Anyone a 'stats geek'?

Discussion in 'General Chat' started by jgold47, Apr 20, 2012.

1. jgold47Well-Known Member

Messages:
1,629
Joined:
Mar 23, 2008
Location:
The Mitten
Want to help me with a project?

I wanted to test a series of variables against a constant to see what correlation may exist. I think I can set this up pretty easily in excel, but I am not exactly sure what I am looking at for the results. I know the closer r2 is to 1, the better, but I dont know how to interpret the rest of the results.

I will pay you back with infinite real estate knowledge.

2. 89826Well-Known Member

Messages:
576
Joined:
Oct 31, 2006
Location:
Santa Monica
Will be no correlation if you regress variables against a CONSTANT.

3. jgold47Well-Known Member

Messages:
1,629
Joined:
Mar 23, 2008
Location:
The Mitten
see. I am already off on the wrong foot.

What should I be doing?

4. EbichumanWell-Known Member

Messages:
522
Joined:
Jun 22, 2011
Location:
North and East from the centre
5. gnatty8Well-Known Member

Messages:
9,455
Joined:
Nov 12, 2006
Location:
Not in Atlanta, GA
So what two series are you trying to analyze? As someone said here, I am not sure there is much sense in trying to correlate one variable with a constant. Also, r-squared is one of the statistics you should be looking at, but certainly not the only one. Be more specific about what you are trying to do and I am sure someone here can help you.

6. John152Well-Known Member

Messages:
72
Joined:
Aug 11, 2007
Are you trying to see if there is a significant difference between the variables and the constant? I've never really come across this. You can use a t-test to see if there are significant differences between two variables, but I don't think that really flies with a constant. You can't really look at correlations because there is no covariance. R^2 doesn't make any sense because it is the percent of variance in the dependent variable explained by the independent variable. If your DV is the constant.....there's no variation to explain. If your DV is the variable.....how can a constant value explain any variance in the a variable? You're basically saying that a value of 10 would explain a value of 10, 15, 20, 35, 45, etc. on the DV. Even if you had two variables, don't go betting too much on the R^2 value, since there is some debate about the utility of R^2, but that's beyond the scope of this.

So yea, as gnatty said explain the problem a bit more and I can see if I can think of something.

Edit: The one thing I can think of is to see the mean and standard deviation of the variable to get an idea of the shape of the distribution and then compare how that relates to the constant. For instance, let's say your variable has a mean of 10 with a std. dev. of 2. This means that a little over 95% of the values will lie between 8 and 12. You could then see what relationship this has to the constant you're examining.

• _Given data_

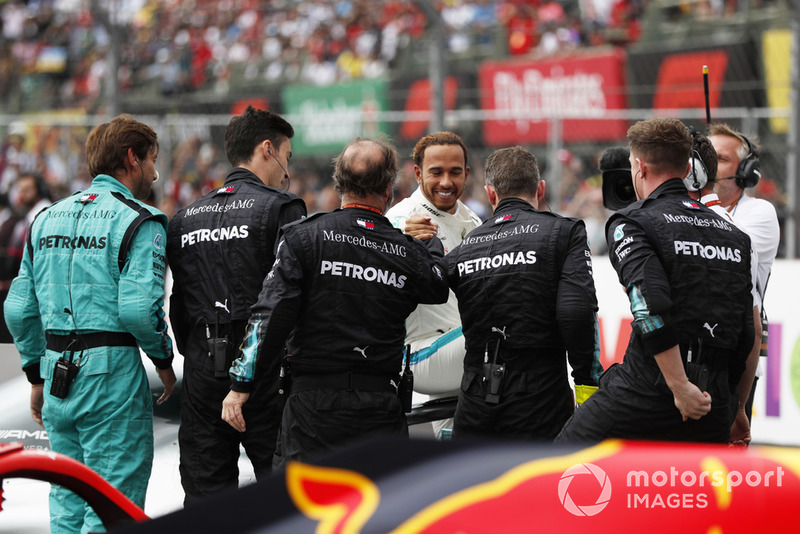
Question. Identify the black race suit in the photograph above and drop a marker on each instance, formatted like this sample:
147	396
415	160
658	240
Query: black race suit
687	274
343	284
220	249
524	285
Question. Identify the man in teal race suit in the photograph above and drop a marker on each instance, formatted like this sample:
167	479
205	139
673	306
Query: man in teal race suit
90	293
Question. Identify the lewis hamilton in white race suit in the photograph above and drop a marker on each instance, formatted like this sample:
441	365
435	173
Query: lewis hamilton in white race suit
434	331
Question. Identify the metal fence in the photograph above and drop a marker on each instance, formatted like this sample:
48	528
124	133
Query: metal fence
191	149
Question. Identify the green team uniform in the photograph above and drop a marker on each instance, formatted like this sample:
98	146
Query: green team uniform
91	286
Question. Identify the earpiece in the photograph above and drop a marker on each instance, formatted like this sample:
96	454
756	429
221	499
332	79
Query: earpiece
697	177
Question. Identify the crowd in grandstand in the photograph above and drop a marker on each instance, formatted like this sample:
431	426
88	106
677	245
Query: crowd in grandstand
56	50
60	45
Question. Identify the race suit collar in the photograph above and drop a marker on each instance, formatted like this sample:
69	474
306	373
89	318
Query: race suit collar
109	183
513	203
672	187
420	198
240	174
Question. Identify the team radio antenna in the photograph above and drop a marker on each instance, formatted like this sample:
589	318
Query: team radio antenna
705	90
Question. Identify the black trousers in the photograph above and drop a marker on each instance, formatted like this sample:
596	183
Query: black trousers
322	420
534	405
209	447
632	405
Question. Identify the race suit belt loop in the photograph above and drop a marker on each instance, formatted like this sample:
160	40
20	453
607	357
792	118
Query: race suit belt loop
424	354
60	342
348	381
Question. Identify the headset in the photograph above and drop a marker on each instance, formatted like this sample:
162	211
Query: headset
749	170
285	172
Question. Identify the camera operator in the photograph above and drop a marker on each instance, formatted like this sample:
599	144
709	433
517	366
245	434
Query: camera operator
690	338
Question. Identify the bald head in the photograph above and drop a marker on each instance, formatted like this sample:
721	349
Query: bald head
365	167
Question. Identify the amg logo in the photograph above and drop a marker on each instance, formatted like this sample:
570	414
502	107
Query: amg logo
24	434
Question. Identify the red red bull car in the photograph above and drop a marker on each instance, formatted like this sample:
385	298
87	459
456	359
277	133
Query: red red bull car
401	486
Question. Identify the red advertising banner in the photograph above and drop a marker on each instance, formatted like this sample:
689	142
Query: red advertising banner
526	94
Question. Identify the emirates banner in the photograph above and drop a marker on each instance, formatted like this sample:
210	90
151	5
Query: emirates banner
526	95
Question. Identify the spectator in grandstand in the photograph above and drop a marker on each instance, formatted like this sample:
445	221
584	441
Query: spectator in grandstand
80	317
690	338
434	332
15	158
523	314
341	288
739	168
12	241
216	280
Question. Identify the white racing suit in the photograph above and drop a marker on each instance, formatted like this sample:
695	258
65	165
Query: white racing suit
434	331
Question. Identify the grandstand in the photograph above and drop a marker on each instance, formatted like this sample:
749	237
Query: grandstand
565	78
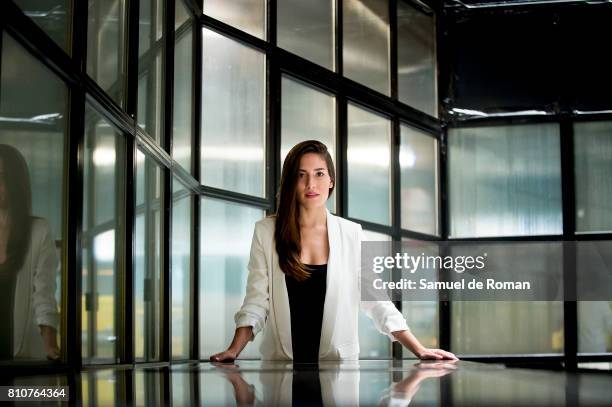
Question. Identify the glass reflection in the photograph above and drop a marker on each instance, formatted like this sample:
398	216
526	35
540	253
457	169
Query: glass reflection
505	181
307	114
104	149
233	115
365	49
147	260
225	246
416	58
369	166
32	133
307	29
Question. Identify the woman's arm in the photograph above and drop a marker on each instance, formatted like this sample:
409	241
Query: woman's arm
407	339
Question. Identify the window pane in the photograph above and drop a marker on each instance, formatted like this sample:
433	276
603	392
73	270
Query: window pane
150	68
52	16
369	171
306	28
419	180
181	270
147	261
593	161
416	59
365	50
102	234
233	115
373	344
308	114
519	327
246	15
594	326
32	139
183	97
225	244
106	46
505	181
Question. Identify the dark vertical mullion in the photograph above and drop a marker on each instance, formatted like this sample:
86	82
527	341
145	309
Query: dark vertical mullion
166	208
570	306
72	287
195	165
131	102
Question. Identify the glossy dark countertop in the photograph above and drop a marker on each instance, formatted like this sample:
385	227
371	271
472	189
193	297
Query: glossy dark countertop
366	382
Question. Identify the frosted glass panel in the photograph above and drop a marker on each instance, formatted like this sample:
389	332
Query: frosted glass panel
181	270
308	114
246	15
593	161
365	50
416	59
369	171
419	181
233	115
225	244
306	28
519	327
373	344
505	181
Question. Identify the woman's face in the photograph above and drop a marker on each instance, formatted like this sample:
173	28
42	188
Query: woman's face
313	181
3	199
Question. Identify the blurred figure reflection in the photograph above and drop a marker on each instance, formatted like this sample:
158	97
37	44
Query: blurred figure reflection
327	385
28	268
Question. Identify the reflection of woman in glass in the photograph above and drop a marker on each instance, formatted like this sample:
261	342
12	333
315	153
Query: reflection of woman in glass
28	267
303	287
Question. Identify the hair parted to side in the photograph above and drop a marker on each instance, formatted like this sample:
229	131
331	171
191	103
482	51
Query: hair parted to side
287	228
19	194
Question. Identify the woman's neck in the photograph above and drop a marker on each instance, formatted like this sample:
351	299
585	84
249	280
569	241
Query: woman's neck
313	217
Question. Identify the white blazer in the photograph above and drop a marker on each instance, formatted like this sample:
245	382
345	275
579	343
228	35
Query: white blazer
35	302
266	303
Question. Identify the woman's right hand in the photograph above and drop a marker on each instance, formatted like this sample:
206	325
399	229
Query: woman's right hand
224	357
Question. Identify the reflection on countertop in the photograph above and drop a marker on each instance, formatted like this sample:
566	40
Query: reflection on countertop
366	382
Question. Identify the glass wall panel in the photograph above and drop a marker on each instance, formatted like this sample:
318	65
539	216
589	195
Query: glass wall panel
106	46
53	16
519	327
150	67
373	344
365	50
308	114
246	15
369	166
233	115
182	123
32	142
306	28
505	181
419	180
181	270
416	58
593	161
102	234
225	244
147	259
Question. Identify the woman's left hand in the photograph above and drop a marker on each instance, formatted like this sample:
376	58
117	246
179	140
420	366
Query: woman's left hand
49	339
437	354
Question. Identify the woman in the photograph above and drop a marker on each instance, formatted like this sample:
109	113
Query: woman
303	287
28	267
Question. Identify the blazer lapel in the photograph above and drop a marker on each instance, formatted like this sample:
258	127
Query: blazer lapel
334	264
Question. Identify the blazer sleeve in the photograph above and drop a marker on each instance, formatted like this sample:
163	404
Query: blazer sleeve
254	310
384	314
46	269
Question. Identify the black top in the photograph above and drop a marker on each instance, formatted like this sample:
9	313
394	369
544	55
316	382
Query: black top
306	300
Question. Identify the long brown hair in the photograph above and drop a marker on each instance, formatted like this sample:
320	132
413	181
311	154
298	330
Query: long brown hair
17	179
287	228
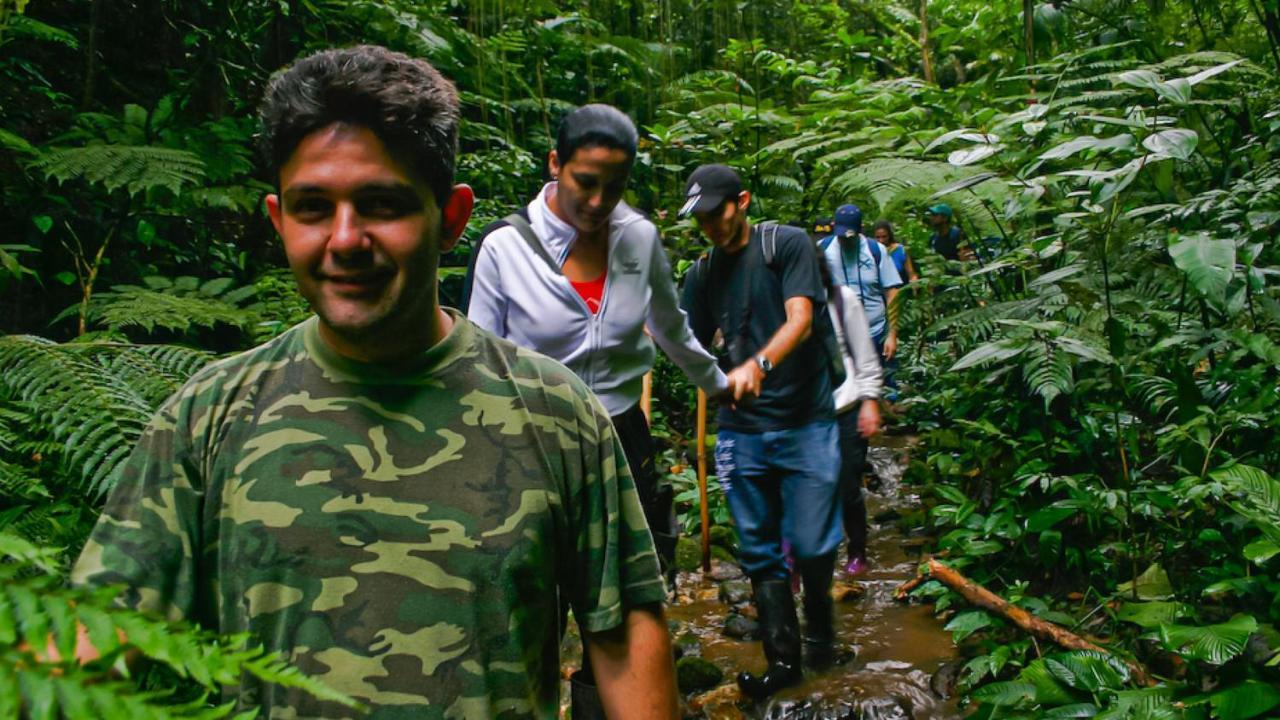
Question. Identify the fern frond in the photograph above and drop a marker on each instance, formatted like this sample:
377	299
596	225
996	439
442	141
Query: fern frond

• _Given task 1_
In the forum thread about correlating variables, what test does John152 say can check for significant differences between two variables?
• _Given task 2_
Reproduce verbatim the passage of the forum thread that opens with the words containing "I will pay you" and closes with "against a CONSTANT.".

• _Finished answer 1_
A t-test.

• _Finished answer 2_
I will pay you back with infinite real estate knowledge.

2. 89826Well-Known Member

Messages:
576
Joined:
Oct 31, 2006
Location:
Santa Monica
Will be no correlation if you regress variables against a CONSTANT.